Extract provided:
- Opening Delimiter -
Australian 15-Year-Old Foster Child Found Hanged

By on 11-10-2014 in Australia, Foster Care, Foster Care Stories

Australian 15-Year-Old Foster Child Found Hanged

“A teenager who hanged himself in his foster family’s backyard may not have made the decision to commit suicide if he was removed from his mother’s care earlier, evidence at the inquest into his death has suggested.

The inquest heard the 15-year-old indigenous boy, who was found hanged in his backyard in a regional West Australian town in 2010, experienced “prolonged exposure to abuse and neglect as an infant”. This abuse contributed to the teen’s impulsivity in decision making.

The findings made by Coroner Evelyn Vicker were released on Friday.

The child was placed in the care of what is now known as the Department for Child Protection and Family Support at the age of two years, following an early life surrounded by domestic violence. His mother experienced homelessness and issues with alcohol.

The boy’s placement in state care came after more than 20 incidents which the department was made aware of, including one when he was hospitalised for a fractured skull at just seven weeks old.
- Closing Delimiter -
Data excerpts:
- Opening Delimiter -
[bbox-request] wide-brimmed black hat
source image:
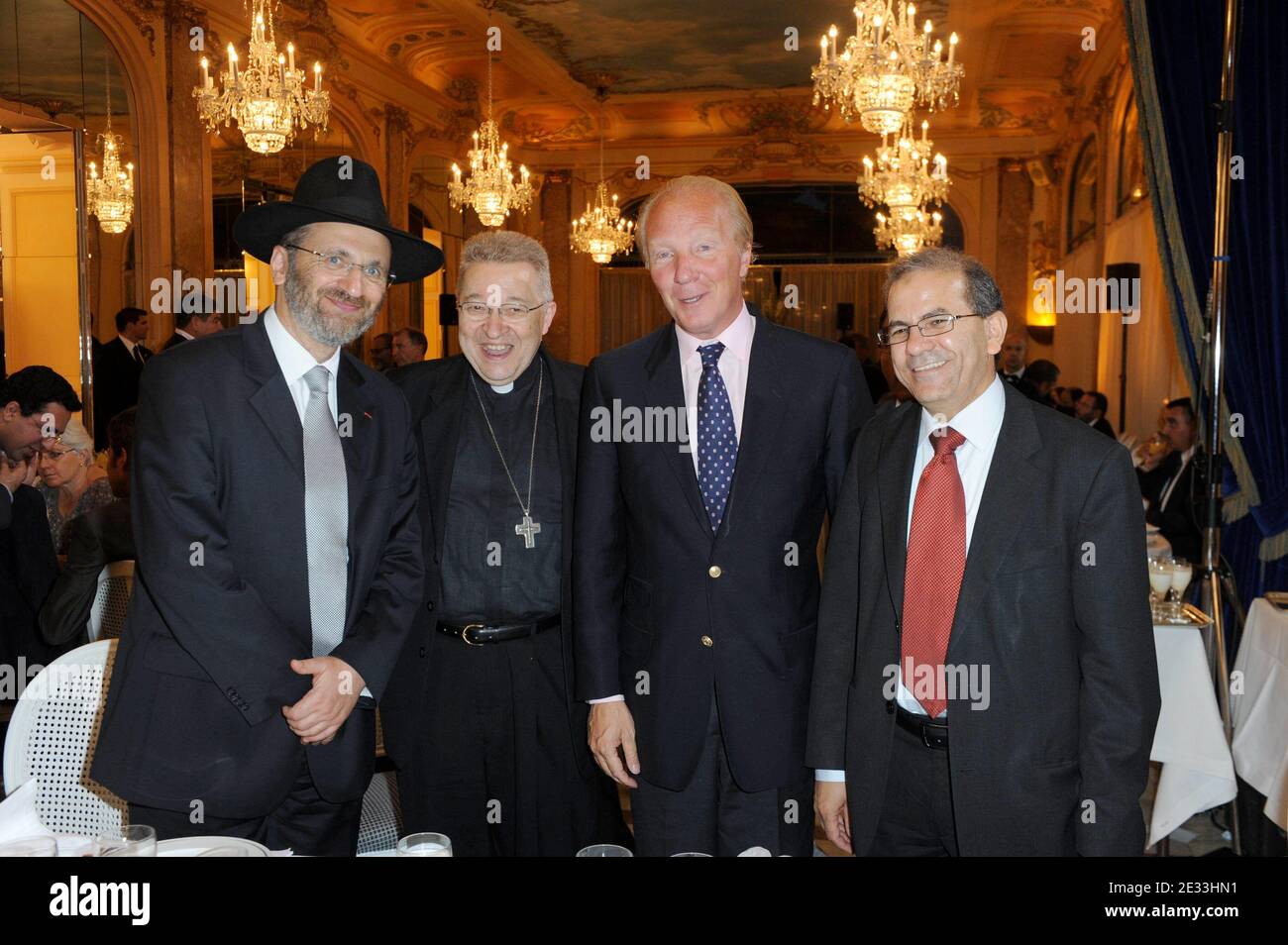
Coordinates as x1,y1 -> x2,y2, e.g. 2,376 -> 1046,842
233,156 -> 443,282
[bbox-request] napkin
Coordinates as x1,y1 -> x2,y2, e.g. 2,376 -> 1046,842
0,778 -> 54,843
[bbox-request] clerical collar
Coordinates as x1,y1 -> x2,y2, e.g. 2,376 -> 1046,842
471,348 -> 541,396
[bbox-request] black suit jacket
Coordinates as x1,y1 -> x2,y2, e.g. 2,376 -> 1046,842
40,498 -> 134,645
93,321 -> 422,817
808,387 -> 1159,856
574,317 -> 872,790
380,349 -> 592,774
94,335 -> 152,450
0,483 -> 61,669
1137,447 -> 1207,564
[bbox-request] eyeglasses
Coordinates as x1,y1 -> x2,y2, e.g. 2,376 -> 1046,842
282,244 -> 394,286
877,312 -> 986,348
456,301 -> 550,322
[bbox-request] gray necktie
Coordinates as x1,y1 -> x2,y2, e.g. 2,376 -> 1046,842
304,365 -> 349,657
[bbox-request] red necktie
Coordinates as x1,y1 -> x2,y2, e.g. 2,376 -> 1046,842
899,426 -> 966,718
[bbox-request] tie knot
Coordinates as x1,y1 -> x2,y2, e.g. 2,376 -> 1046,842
698,341 -> 724,369
930,426 -> 966,459
304,365 -> 331,396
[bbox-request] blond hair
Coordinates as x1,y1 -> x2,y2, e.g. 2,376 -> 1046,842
635,173 -> 752,265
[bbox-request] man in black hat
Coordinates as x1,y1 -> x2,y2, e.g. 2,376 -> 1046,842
93,158 -> 442,855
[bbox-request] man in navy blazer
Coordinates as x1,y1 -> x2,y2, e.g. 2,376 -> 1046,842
93,158 -> 442,856
574,177 -> 872,855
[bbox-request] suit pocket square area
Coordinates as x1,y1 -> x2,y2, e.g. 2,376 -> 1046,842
997,545 -> 1069,575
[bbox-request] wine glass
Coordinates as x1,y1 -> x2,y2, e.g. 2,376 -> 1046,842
395,833 -> 452,856
1168,558 -> 1194,623
1149,558 -> 1172,623
94,824 -> 158,856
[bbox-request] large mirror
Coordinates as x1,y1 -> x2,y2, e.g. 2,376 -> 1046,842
0,0 -> 137,414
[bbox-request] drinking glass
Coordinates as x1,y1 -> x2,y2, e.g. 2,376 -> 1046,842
577,843 -> 635,856
1168,558 -> 1194,623
1149,558 -> 1172,623
94,824 -> 158,856
395,833 -> 452,856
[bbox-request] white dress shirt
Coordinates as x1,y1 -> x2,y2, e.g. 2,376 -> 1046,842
589,302 -> 756,705
265,305 -> 373,697
814,374 -> 1006,782
1158,443 -> 1199,511
265,305 -> 340,426
675,302 -> 756,475
116,335 -> 143,361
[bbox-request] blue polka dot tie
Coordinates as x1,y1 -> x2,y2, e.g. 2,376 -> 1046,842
698,341 -> 738,532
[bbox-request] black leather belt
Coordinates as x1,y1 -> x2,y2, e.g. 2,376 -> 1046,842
437,614 -> 559,646
894,704 -> 948,752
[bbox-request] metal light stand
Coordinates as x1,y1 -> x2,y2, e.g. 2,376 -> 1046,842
1199,0 -> 1241,855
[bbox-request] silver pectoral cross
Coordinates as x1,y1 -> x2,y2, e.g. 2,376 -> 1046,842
514,512 -> 541,549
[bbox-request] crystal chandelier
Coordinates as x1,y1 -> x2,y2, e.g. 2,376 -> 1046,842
571,101 -> 635,265
858,119 -> 952,214
447,51 -> 532,227
810,0 -> 965,135
192,0 -> 331,155
572,180 -> 635,262
85,57 -> 134,235
872,207 -> 944,257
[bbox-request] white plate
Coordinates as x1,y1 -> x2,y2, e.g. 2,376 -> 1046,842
158,837 -> 269,856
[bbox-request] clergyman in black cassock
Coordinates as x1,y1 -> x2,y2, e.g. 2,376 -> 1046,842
381,232 -> 625,856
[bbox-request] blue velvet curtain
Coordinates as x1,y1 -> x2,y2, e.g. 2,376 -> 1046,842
1125,0 -> 1288,604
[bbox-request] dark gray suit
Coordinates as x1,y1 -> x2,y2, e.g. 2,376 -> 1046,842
806,385 -> 1159,856
93,319 -> 424,855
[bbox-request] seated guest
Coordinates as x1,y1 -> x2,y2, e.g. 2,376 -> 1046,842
394,328 -> 429,367
371,331 -> 394,370
161,299 -> 224,352
1136,396 -> 1207,562
876,312 -> 912,413
997,328 -> 1029,387
0,365 -> 81,530
1015,361 -> 1060,409
1052,387 -> 1085,417
39,420 -> 112,555
1074,390 -> 1118,439
40,407 -> 137,646
0,366 -> 81,667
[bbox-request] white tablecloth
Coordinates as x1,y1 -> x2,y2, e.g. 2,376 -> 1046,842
1149,626 -> 1235,846
1231,597 -> 1288,829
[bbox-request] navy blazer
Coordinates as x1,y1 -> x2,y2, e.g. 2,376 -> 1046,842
574,313 -> 872,790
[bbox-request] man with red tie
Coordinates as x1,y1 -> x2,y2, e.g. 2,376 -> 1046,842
- Closing Delimiter -
Using the information:
- 1) Answer these from the article on the inquest into the 15-year-old foster child's death:
(a) At what age was the boy placed in the care of the department?
(b) Who made the findings that were released on Friday?
(c) What injury put him in the hospital at seven weeks old?
- 2) Pick up the article on the inquest into the 15-year-old foster child's death after its final sentence and continue it.

Answer section:
- 1)
(a) Two years old.
(b) Coroner Evelyn Vicker.
(c) A fractured skull.

- 2)
At two he was placed in a “cottage style care facility” and Ms Vicker noted that by the time the boy was four years old “he had effectively received no stable parental input”.

It was at this time that the boy was placed in a foster home.

On the day of his death, the teenager had been spoken to by a friend’s mother and his foster mother about getting up to “mischief by going out at night on sleepovers”.

His foster mother had also spoken to him about her concern that he had a girlfriend and the couple “were both so young”.

In Ms Vickers’ findings she said the teenager “reacted by blaming himself for making wrong or bad decisions”.

After the conversation with his foster mother, she could hear “him remonstrating with himself to the extent she asked to be careful of himself and the furniture”.

She thought he needed space, and when she went to get him for dinner and he was not in his room she was not concerned at his absence because in the past when he had been angry he would go for a run around the oval to get it out of his system, the hearing was told.

His foster parents became concerned when the boy did not return that night and they contacted the department and the police.

The following day his foster father found the boy dead in the backyard.

Child psychiatrist Dr Jillian Spencer told the inquest the boy “likely suffered a higher degree of impulsivity and poorer problem solving derived from his cognitive executive system deficits due to his prolonged exposure to abuse and neglect as an infant”.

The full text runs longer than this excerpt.